## What the exercise asks
Could you add 50 to every coordinate in the answers within the stretch from the line containing "Tag each instance of the grass" through the end of the items, then write out that whole stretch again with every line in it kept?

## Dataset records
## Start

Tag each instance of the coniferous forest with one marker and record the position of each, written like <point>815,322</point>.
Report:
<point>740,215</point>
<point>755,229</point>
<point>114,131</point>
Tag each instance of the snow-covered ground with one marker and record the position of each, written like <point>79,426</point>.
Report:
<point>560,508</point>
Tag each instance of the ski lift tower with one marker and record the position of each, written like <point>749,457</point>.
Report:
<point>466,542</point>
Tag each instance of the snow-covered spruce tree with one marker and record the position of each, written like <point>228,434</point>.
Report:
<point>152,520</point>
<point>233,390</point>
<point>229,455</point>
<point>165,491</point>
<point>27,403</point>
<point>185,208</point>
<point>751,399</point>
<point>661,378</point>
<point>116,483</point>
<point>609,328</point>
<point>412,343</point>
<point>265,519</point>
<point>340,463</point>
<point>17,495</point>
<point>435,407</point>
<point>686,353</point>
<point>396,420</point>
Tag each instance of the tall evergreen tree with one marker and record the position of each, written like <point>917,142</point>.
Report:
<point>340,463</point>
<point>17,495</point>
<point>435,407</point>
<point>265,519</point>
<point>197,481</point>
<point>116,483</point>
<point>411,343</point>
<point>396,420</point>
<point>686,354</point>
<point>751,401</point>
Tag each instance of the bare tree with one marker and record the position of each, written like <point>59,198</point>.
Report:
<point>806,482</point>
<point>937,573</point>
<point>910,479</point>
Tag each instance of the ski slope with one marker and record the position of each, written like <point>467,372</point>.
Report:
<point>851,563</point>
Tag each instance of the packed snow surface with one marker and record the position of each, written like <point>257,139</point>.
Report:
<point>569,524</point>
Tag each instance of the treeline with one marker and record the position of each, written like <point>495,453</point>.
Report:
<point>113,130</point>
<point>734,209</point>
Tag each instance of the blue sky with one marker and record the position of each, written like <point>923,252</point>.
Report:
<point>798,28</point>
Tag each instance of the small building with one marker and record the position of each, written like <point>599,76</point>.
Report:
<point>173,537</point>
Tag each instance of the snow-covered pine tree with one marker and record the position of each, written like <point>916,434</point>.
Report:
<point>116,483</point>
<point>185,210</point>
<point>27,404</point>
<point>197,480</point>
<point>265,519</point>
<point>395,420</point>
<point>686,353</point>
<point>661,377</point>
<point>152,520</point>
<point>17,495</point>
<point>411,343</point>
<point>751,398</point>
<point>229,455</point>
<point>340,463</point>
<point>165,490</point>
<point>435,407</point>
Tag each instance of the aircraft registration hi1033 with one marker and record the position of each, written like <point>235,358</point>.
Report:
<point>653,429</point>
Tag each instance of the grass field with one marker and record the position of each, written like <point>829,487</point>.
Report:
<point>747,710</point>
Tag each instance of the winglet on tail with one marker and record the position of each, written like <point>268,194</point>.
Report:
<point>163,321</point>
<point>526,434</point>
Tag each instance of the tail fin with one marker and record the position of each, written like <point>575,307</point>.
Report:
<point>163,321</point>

## End

## Full answer
Tag each instance of the grass field with one marker and record the position of each, written like <point>829,487</point>.
Report:
<point>797,760</point>
Tag each instance of the winglet on tail with one marker and record the position of each, written like <point>268,194</point>.
Report:
<point>213,371</point>
<point>576,484</point>
Tag each instance of the tail fin with one marker and record the position of each, written like <point>575,307</point>.
Report:
<point>213,371</point>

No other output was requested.